▸ Excerpt to read
● ● ● ● ● ● ●

The final—and most important—problem with this mistaken view is the implication that anatomical evolution proceeds in the same fashion as geological strata, with new layers added over existing ones. Instead, much evolutionary change consists of transforming existing parts. Bats’ wings are not new appendages; their forelimbs were transformed into wings through several intermediate steps. In the same way, the cortex is not an evolutionary novelty unique to humans, primates, or mammals; all vertebrates possess structures evolutionarily related to our cortex (Fig. 1d). In fact, the cortex may even predate vertebrates (Dugas-Ford, Rowell, & Ragsdale, 2012; Tomer, Denes, Tessmar-Raible, & Arendt, 2010). Researchers studying the evolution of vertebrate brains do debate which parts of the forebrain correspond to which others across vertebrates, but all operate from the premise that all vertebrates possess the same basic brain—and forebrain—regions.

Neurobiologists do not debate whether any cortical regions are evolutionarily newer in some mammals than others. To be clear, even the prefrontal cortex, a region associated with reason and action planning, is not a uniquely human structure. Although there is debate concerning the relative size of the prefrontal cortex in humans compared with nonhuman animals (Passingham & Smaers, 2014; Sherwood, Bauernfeind, Bianchi, Raghanti, & Hof, 2012; Teffer & Semendeferi, 2012), all mammals have a prefrontal cortex.

The notion of layers added to existing structures across evolutionary time as species became more complex is simply incorrect. The misconception stems from the work of Paul MacLean, who in the 1940s began to study the brain region he called the limbic system (MacLean, 1949). MacLean later proposed that humans possess a triune brain consisting of three large divisions that evolved sequentially: The oldest, the “reptilian complex,” controls basic functions such as movement and breathing; next, the limbic system controls emotional responses; and finally, the cerebral cortex controls language and reasoning (MacLean, 1973). MacLean’s ideas were already understood to be incorrect by the time he published his 1990 book (see Reiner, 1990, for a critique of MacLean, 1990). [...]

Framing willpower as long-term planning versus animalistic desires leads to the questionable conclusion that delaying gratification is not something other animals are capable of if other animals lack the evolutionarily newer neural structures required for rational long-term planning. Although certain aspects of willpower may be unique to humans, this framing misses the connection between willpower in humans and decision-making in nonhuman animals. All animals make decisions between actions that involve trade-offs in opportunity costs. In this way, the question of willpower is not “Why do people act sometimes like hedonic animals and sometimes like rational humans?” but instead, “What are the general principles by which animals make decisions about opportunity costs?” (Gintis, 2007; Kurzban, Duckworth, Kable, & Myers, 2013; Monterosso & Luo, 2010).

● ● ● ● ● ● ●

▸ Provided records
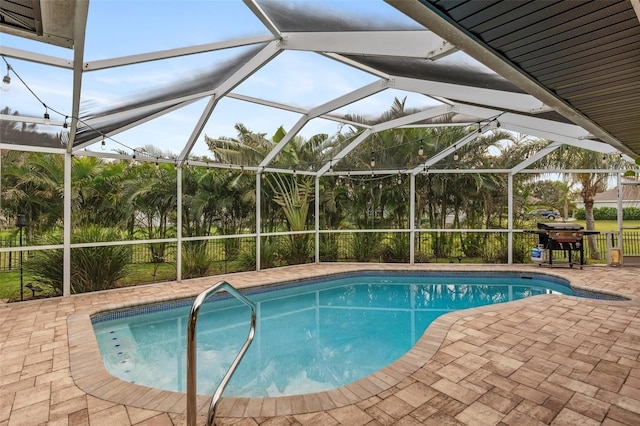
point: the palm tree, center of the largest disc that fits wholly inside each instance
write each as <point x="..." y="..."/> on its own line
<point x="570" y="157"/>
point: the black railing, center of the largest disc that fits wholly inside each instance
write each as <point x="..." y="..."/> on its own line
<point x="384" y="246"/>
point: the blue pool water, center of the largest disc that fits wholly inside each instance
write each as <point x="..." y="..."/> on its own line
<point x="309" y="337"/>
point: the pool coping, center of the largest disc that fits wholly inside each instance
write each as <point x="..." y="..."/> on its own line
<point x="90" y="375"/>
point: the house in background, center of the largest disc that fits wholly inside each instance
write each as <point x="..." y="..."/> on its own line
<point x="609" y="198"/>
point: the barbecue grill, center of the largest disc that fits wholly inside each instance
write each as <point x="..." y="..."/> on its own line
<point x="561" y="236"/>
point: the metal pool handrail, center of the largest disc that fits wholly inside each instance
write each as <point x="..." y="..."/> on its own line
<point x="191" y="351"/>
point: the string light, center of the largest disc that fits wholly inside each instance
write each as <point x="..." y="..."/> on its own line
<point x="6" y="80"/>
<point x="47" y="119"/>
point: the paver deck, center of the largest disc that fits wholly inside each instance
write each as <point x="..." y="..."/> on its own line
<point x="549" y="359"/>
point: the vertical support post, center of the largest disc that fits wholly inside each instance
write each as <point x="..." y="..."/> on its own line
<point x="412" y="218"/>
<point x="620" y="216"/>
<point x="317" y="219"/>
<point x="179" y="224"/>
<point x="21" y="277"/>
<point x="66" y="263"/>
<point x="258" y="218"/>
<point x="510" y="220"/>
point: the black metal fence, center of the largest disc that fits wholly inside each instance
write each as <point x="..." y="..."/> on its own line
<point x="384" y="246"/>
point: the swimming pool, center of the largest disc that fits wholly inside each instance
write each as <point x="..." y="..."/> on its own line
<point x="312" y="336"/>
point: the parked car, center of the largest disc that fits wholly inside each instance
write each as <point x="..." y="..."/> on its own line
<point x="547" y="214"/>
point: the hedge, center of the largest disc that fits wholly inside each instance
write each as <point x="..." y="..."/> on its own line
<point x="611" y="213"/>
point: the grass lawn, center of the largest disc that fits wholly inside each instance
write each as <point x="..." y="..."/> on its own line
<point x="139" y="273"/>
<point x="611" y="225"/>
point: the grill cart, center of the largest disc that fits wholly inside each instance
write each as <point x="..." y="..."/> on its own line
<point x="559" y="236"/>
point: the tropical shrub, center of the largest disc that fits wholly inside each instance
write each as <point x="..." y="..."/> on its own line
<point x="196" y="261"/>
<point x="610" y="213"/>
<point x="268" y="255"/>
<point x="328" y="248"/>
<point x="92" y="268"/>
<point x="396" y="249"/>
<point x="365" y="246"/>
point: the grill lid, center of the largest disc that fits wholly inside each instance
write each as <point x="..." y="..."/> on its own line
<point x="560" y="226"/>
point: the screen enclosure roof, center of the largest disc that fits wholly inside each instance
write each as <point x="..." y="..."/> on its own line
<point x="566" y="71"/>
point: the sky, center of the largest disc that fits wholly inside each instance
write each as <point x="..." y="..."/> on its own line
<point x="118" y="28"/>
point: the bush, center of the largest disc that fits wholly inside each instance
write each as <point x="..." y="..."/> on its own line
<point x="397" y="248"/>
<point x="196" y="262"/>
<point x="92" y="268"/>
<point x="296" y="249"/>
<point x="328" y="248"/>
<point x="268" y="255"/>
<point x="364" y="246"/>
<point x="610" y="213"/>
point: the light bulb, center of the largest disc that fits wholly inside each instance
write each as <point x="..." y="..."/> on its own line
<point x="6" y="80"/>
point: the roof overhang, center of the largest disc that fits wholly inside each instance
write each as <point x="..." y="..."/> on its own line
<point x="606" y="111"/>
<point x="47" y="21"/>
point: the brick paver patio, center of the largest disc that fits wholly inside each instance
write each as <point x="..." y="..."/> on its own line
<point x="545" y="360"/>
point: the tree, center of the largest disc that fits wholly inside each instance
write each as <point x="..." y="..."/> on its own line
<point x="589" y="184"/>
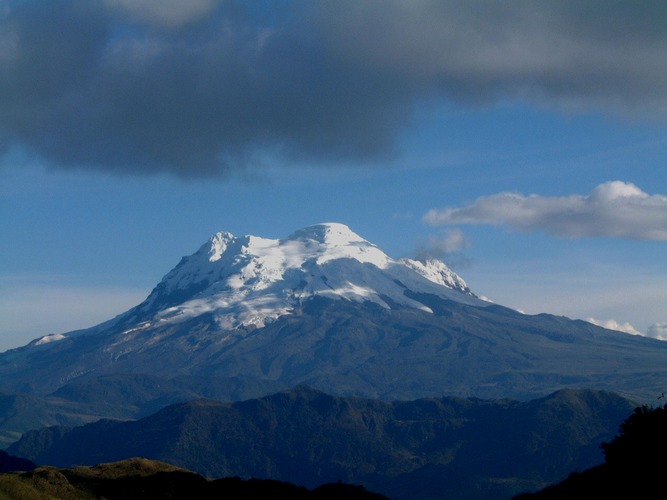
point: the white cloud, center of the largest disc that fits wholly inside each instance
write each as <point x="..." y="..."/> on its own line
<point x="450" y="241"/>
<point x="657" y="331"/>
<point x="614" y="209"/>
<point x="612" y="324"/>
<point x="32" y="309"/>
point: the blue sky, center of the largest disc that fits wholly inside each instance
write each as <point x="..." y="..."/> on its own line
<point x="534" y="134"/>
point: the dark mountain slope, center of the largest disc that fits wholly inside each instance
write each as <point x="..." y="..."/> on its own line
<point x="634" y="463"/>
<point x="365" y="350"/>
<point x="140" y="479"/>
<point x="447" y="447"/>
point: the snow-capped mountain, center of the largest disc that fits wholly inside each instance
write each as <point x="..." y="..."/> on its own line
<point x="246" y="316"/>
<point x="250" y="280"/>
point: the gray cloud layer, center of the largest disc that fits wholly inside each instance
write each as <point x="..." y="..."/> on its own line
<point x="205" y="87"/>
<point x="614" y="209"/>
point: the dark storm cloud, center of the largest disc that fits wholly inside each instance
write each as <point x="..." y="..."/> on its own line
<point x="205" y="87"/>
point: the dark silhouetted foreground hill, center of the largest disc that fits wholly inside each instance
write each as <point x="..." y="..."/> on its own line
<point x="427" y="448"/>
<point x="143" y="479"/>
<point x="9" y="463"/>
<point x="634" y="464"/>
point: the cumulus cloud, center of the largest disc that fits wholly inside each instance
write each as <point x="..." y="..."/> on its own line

● ● ● ● ● ● ●

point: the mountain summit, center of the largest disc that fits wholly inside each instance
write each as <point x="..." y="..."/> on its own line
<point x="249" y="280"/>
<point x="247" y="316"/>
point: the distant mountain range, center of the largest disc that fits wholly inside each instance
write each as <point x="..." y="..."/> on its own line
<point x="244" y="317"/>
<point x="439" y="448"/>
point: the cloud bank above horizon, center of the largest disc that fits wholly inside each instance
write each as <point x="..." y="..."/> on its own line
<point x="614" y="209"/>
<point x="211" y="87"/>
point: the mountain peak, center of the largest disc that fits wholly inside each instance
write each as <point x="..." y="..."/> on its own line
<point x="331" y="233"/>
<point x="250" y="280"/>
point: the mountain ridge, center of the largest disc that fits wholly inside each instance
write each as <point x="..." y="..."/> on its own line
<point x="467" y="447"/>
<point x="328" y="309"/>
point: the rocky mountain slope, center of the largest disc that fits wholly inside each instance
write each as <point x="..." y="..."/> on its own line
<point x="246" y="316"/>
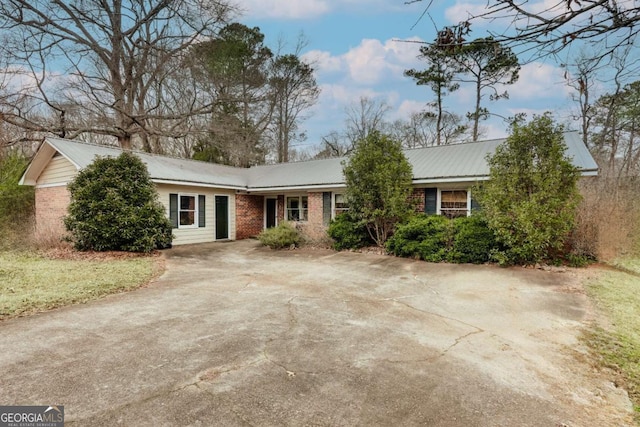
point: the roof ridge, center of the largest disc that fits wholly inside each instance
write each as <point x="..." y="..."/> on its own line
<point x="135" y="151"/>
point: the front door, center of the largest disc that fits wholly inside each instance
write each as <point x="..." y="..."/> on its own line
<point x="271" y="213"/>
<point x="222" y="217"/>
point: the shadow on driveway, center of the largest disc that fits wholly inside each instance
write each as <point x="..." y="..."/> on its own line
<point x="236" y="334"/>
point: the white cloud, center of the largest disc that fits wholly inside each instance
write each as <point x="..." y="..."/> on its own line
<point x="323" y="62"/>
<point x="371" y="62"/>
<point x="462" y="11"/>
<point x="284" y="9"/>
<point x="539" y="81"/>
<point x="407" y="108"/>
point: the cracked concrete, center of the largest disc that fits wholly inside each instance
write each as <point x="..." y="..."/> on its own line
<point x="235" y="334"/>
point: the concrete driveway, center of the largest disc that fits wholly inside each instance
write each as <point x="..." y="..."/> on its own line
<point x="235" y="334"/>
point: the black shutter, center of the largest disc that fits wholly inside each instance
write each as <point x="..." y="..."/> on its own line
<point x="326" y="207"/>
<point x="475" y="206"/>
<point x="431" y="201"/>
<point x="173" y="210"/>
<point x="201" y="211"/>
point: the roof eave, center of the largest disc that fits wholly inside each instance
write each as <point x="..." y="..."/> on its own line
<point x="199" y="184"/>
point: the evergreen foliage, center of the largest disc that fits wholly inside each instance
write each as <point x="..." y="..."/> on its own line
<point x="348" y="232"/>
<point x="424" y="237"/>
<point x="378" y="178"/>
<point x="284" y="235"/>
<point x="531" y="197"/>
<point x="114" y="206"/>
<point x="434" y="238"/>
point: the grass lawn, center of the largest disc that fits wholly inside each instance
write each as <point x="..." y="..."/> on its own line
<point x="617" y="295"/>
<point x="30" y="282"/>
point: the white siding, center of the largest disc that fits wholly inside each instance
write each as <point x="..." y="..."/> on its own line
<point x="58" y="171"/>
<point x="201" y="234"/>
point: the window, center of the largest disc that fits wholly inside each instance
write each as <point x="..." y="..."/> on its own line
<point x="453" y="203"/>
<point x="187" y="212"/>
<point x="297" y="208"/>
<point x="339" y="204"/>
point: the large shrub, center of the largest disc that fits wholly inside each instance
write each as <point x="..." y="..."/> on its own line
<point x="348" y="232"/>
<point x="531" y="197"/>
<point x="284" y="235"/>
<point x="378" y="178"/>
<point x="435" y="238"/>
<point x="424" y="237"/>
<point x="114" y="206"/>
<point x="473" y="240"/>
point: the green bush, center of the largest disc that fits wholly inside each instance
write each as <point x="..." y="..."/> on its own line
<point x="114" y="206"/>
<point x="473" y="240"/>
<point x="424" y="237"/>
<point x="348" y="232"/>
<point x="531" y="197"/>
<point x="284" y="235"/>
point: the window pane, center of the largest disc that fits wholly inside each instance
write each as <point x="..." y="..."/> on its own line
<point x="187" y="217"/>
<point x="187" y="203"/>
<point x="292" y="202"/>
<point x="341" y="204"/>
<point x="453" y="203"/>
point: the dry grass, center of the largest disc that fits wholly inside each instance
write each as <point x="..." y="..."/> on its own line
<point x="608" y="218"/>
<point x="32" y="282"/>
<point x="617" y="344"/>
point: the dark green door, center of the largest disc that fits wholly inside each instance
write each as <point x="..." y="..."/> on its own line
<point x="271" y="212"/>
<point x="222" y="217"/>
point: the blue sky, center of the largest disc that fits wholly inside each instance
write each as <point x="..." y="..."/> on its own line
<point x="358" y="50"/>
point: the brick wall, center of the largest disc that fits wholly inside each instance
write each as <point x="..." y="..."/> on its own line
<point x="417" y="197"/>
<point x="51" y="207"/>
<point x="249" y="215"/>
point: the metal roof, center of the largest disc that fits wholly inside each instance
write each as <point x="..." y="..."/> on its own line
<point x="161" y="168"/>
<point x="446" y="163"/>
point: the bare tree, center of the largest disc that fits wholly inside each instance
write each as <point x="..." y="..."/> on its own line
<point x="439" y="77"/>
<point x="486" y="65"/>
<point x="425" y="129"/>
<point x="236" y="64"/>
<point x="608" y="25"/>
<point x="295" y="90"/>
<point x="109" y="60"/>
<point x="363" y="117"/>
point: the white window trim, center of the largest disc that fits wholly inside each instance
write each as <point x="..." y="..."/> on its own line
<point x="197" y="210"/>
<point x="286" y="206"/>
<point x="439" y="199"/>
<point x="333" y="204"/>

● ● ● ● ● ● ●

▸ Work item
Please rewrite the part of the brain-evolution text starting with "Neurobiologists do not" and going on through "a prefrontal cortex.", putting "Neuroscientists" in place of "Neurobiologists".

▸ Exercise answer
Neuroscientists do not debate whether any cortical regions are evolutionarily newer in some mammals than others. To be clear, even the prefrontal cortex, a region associated with reason and action planning, is not a uniquely human structure. Although there is debate concerning the relative size of the prefrontal cortex in humans compared with nonhuman animals (Passingham & Smaers, 2014; Sherwood, Bauernfeind, Bianchi, Raghanti, & Hof, 2012; Teffer & Semendeferi, 2012), all mammals have a prefrontal cortex.